-- Start MATERIAL --
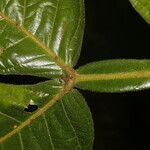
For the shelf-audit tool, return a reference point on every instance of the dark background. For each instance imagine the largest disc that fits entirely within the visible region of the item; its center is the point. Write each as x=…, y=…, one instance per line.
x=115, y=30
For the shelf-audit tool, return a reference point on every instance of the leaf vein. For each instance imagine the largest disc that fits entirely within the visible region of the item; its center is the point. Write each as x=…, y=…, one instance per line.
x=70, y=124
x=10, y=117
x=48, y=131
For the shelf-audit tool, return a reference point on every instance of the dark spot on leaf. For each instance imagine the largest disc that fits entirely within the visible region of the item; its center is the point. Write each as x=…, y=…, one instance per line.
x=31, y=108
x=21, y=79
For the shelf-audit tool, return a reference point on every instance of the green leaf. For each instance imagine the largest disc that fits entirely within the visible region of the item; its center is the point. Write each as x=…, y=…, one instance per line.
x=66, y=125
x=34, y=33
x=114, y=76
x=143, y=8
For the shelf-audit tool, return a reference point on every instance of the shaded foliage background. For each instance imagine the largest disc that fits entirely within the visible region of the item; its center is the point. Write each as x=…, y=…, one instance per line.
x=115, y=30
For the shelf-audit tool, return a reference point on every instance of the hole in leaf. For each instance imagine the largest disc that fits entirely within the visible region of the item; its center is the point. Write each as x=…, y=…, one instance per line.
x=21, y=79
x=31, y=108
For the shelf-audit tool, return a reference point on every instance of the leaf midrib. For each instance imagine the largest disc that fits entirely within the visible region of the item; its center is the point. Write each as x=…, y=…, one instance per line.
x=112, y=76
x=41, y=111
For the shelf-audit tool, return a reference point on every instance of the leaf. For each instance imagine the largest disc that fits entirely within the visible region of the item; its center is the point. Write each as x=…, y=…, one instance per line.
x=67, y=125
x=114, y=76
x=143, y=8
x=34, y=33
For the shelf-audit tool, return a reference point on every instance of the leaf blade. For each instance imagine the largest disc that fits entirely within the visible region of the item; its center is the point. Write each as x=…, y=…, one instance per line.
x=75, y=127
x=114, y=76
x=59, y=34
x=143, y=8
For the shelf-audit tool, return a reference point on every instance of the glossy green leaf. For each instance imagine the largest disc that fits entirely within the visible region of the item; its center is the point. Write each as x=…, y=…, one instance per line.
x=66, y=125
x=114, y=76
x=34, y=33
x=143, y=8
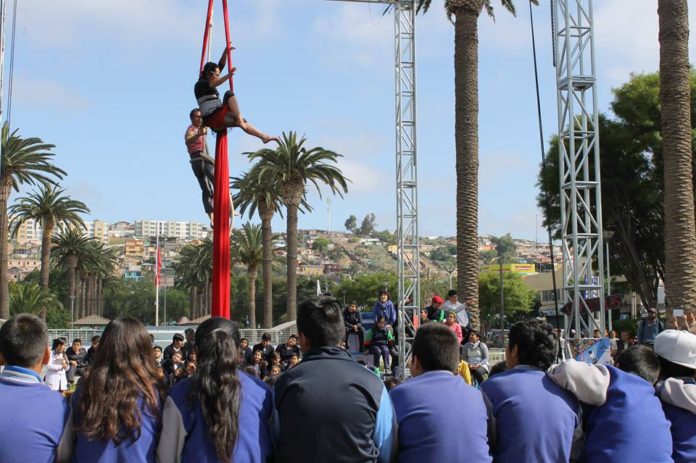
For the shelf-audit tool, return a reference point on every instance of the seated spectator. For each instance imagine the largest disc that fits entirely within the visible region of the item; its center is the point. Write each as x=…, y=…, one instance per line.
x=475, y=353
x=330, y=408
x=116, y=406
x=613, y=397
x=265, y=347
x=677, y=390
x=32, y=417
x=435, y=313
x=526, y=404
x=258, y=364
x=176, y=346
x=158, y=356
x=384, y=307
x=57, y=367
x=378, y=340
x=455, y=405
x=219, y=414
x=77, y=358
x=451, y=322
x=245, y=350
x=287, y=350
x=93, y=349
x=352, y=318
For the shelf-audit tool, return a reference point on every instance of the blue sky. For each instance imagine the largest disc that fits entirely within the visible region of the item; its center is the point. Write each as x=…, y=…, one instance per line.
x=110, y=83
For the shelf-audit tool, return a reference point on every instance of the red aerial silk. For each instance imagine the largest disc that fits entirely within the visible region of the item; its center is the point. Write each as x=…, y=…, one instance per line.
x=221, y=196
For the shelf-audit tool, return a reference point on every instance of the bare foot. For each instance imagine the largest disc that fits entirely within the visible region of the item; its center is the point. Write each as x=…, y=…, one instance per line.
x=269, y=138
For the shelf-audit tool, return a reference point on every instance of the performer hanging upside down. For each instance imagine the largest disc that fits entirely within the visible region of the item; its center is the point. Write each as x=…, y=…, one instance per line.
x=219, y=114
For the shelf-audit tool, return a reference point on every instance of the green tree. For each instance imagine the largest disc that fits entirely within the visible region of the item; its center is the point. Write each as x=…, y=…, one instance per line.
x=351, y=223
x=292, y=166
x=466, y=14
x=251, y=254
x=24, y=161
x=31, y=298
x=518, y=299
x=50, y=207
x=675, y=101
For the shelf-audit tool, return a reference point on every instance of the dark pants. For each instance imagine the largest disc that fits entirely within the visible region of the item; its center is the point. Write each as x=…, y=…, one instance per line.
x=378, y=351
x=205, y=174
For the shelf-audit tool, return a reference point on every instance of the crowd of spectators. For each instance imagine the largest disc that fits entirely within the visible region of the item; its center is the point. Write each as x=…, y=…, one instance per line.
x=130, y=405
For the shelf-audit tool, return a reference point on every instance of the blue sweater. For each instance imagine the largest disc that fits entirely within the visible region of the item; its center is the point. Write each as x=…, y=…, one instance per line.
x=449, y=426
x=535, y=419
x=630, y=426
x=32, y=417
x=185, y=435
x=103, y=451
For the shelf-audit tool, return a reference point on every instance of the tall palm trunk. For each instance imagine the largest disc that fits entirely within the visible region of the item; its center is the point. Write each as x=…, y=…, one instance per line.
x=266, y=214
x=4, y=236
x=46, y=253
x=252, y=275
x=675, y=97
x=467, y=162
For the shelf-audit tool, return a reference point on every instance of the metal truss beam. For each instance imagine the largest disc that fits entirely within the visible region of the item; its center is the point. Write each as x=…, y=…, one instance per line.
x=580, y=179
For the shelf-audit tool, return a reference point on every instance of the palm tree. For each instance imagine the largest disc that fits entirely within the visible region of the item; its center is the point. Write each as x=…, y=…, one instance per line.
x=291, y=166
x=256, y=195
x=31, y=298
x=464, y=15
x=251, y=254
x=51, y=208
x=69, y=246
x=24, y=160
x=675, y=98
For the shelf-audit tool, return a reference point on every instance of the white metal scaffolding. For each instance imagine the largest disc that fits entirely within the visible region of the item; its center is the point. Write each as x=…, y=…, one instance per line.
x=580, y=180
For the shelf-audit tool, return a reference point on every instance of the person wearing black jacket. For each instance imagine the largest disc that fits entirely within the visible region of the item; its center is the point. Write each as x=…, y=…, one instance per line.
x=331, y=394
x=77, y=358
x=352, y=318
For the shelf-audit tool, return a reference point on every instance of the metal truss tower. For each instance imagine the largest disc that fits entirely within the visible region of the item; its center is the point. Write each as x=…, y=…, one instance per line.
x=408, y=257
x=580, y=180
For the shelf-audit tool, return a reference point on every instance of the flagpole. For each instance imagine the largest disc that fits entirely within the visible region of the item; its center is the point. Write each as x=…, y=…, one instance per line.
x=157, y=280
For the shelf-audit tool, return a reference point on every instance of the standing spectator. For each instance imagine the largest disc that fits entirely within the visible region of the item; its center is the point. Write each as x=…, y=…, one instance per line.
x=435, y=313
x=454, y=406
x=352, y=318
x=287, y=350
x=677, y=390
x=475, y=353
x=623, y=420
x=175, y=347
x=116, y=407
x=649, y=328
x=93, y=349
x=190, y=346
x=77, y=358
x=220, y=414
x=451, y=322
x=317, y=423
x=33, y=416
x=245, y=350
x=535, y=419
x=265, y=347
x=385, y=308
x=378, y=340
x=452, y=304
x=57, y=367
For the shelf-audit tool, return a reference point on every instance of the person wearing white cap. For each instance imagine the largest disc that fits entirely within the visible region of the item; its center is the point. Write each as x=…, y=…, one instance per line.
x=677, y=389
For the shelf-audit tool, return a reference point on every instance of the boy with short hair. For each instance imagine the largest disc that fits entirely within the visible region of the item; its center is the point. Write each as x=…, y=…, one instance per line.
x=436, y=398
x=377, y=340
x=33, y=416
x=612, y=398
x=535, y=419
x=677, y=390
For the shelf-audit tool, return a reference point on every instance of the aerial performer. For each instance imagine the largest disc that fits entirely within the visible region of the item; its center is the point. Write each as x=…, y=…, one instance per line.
-- End MATERIAL --
=== TASK DESCRIPTION ===
Update the material above by replacing "shelf-audit tool" with "stock-check tool" everywhere and leaving everything else unchanged. Omit the pictures from your answer.

=== PROBLEM SOLUTION ===
For the stock-check tool, return a reference point on every instance of the dark background. For each instance imagine the largest disc that fits entirely within the visible region of the item; its center is the point. Write each as x=…, y=…, one instance per line.
x=115, y=30
For the stock-check tool, return a reference point on every instance of the leaf vein. For each instance imagine the largest disc that fits entirely within the visible region of the item; its center is the point. Write each as x=…, y=…, one instance per line.
x=70, y=124
x=10, y=117
x=48, y=131
For the stock-check tool, return a reference point on every instance of the dark spot on leaf. For each instance imagine the largest disc that fits entirely within the visible region of the item; its center is the point. Write each as x=…, y=…, one instance per line.
x=31, y=108
x=21, y=79
For the stock-check tool, return a reference point on every instance of the green leaf. For each instance imagine the largest disc that fits entirely within the visible region of the item; its center is the point. Write each as x=…, y=…, one instance per line.
x=66, y=125
x=34, y=33
x=114, y=76
x=143, y=8
For the stock-check tool, return a reference point on every instance of the shaded foliage background. For each instance imagine the largest disc that fits entirely within the visible region of the item; its center is the point. Write each as x=…, y=…, one instance per line.
x=115, y=30
For the stock-check tool, return a reference point on every instance of the hole in leaf. For each instance imagine the largest disc that fits entirely within the visible region of the item; its center is the point. Write each as x=…, y=…, one instance per line.
x=21, y=79
x=31, y=108
For the stock-check tool, return a reference point on every instance of the leaf midrib. For each instance imagine the largest disc that fits entirely within the visible region of the item; its center is the point. Write each as x=…, y=…, one instance per line.
x=112, y=76
x=41, y=111
For the stock-check tool, return a reference point on every instance of the leaf. For each instance imagine the largest disc that fits entirely within the visible region of the item; its center is the point. Write each as x=…, y=…, one instance per line.
x=67, y=125
x=114, y=76
x=143, y=8
x=34, y=33
For the stock-check tool, return a reference point on every instance of the leaf blade. For each instance imagine the largest disc that fits entirely within the visible region of the item; its center is the point. Write each as x=…, y=…, one instance per line.
x=75, y=127
x=114, y=76
x=59, y=34
x=143, y=8
For the stock-check tool, return a reference point on every instance of the glossy green leaf. For each instance imagine the largest disc that fits entirely within the visible region of the item; its center is the point. Write each as x=…, y=…, one instance per line.
x=66, y=125
x=114, y=76
x=34, y=33
x=143, y=8
For the stock-check tool, return a reference point on every instance of the seated spectator. For each instance imagine the largest disc that fits entirely within the visible region of the item; its center is the point. Write each as x=…, y=…, one instance per line.
x=475, y=353
x=330, y=408
x=116, y=406
x=613, y=397
x=265, y=347
x=677, y=390
x=32, y=417
x=435, y=313
x=526, y=404
x=258, y=364
x=176, y=346
x=158, y=356
x=384, y=307
x=57, y=367
x=378, y=340
x=455, y=405
x=219, y=414
x=77, y=358
x=451, y=322
x=245, y=350
x=287, y=350
x=93, y=349
x=352, y=318
For the stock-check tool, return a reference point on every instance of the blue sky. For each instance imagine the largest disc that fits entirely within the visible region of the item; its center is the point. Write each as x=…, y=…, one instance per line.
x=110, y=83
For the stock-check tool, return a reference point on every instance of the red aerial silk. For each instance imagine the largest disc that fits entirely within the visible region of the item; its center is the point. Write each as x=…, y=…, one instance per line.
x=221, y=196
For the stock-check tool, return a reference point on every instance of the bare foot. For each instance imagine the largest disc that fits entirely within the visible region of the item; its center is the point. Write each as x=…, y=…, one instance per line.
x=269, y=138
For the stock-check tool, return a reference point on every instance of the performer hanging upside down. For each instance imagine the largest disc that fits entirely within the visible region of the item; its center is the point. Write each as x=…, y=…, one instance per line.
x=219, y=114
For the stock-check tool, return a reference point on every instance of the green tree. For each instance imagine the largest disc that fits entirely within the visible region of the item; its center is the point. Write each as x=…, y=…, one instance per line.
x=351, y=223
x=292, y=166
x=466, y=14
x=251, y=254
x=24, y=161
x=31, y=298
x=518, y=299
x=50, y=207
x=675, y=101
For the stock-check tool, return a reference point on every instance of the dark pants. For each instance imagine the largest disc that fits entirely within the visible region of the item; its center is the point. Write each as x=…, y=…, one instance per line.
x=378, y=351
x=205, y=174
For the stock-check tool, return a reference point on every instance of the crowd of spectators. For each instance imagine the largest disc that fits entirely within the visible region of the item; its center is the point. Write each as x=…, y=…, one instance per line.
x=130, y=405
For the stock-check tool, return a reference point on every instance of the blue sweater. For each instance imagine the largest disc that fits entirely within the visible region of the item; its center is the point. Write each as x=…, y=…, one instance per line.
x=449, y=426
x=535, y=419
x=630, y=426
x=32, y=417
x=185, y=435
x=103, y=451
For the stock-check tool, return a reference point on every instance of the tall palm trunk. For each instance imagine the largest disc that fits entirely within the visible region of the item; its center is the point. Write each as x=…, y=…, one instance per line.
x=266, y=214
x=4, y=236
x=46, y=253
x=252, y=275
x=675, y=97
x=467, y=162
For the stock-check tool, return a reference point on every instance of the metal truss beam. For each instance imagine the largest disc that fits entirely within the visible region of the item; its center is the point. Write each as x=…, y=…, one instance per line.
x=580, y=179
For the stock-check tool, return a reference point on every instance of the palm tree. For each instance imagine the largest disc that fits entirely within the visible region of the item; its center is the point. Write each as x=…, y=…, one instance per line.
x=291, y=166
x=256, y=195
x=31, y=298
x=464, y=15
x=251, y=254
x=51, y=208
x=69, y=246
x=24, y=160
x=675, y=98
For the stock-check tool, return a reference point on every instance of the white metal scaffolding. For each instance imagine the largest disc that fits entirely within the visible region of the item; its center is the point. Write each as x=…, y=…, one instance per line.
x=580, y=180
For the stock-check tool, return a reference point on every instance of the person wearing black jacket. For each instance imagine the largest disc that fits entirely within the visible region of the item; its center is the point. Write each as x=…, y=…, one instance per line.
x=331, y=394
x=77, y=358
x=352, y=318
For the stock-check tool, return a reference point on every instance of the metal truss tower. For each instance imagine the largest disc that fits entirely within the visible region of the item; its center is the point. Write each as x=…, y=…, one instance per line.
x=408, y=257
x=580, y=180
For the stock-check tool, return a reference point on every instance of the flagpole. For each instance imagine the largest disc that fits entirely within the visible region of the item; its center is the point. Write each as x=…, y=…, one instance per line.
x=157, y=280
For the stock-check tool, return a reference point on every instance of the standing spectator. For each instance imagine the largest disc that fits entirely within the visible region of the item; its center is the point. Write each as x=…, y=…, one instance per line.
x=435, y=313
x=454, y=406
x=352, y=318
x=287, y=350
x=677, y=390
x=475, y=353
x=623, y=420
x=175, y=347
x=116, y=407
x=649, y=328
x=93, y=349
x=190, y=346
x=77, y=358
x=220, y=414
x=451, y=322
x=317, y=423
x=33, y=416
x=245, y=350
x=535, y=419
x=265, y=347
x=385, y=308
x=378, y=340
x=452, y=304
x=57, y=367
For the stock-check tool, return a reference point on every instance of the person wearing white cap. For each instance imagine the largest disc that fits entirely within the visible region of the item; its center is the point. Write each as x=…, y=…, one instance per line.
x=677, y=389
For the stock-check tool, return a reference point on every instance of the boy with short hair. For each instance imagine the largest disc that fits entirely within the visible region of the item; its center is the point. Write each as x=…, y=…, one instance per line.
x=436, y=398
x=377, y=340
x=33, y=416
x=612, y=398
x=535, y=419
x=677, y=390
For the stock-check tool, return a reference point on every instance of the aerial performer. For each instance imagine the largest disc that fits entirely within the visible region of the item; its center is the point. Write each as x=…, y=…, one instance per line.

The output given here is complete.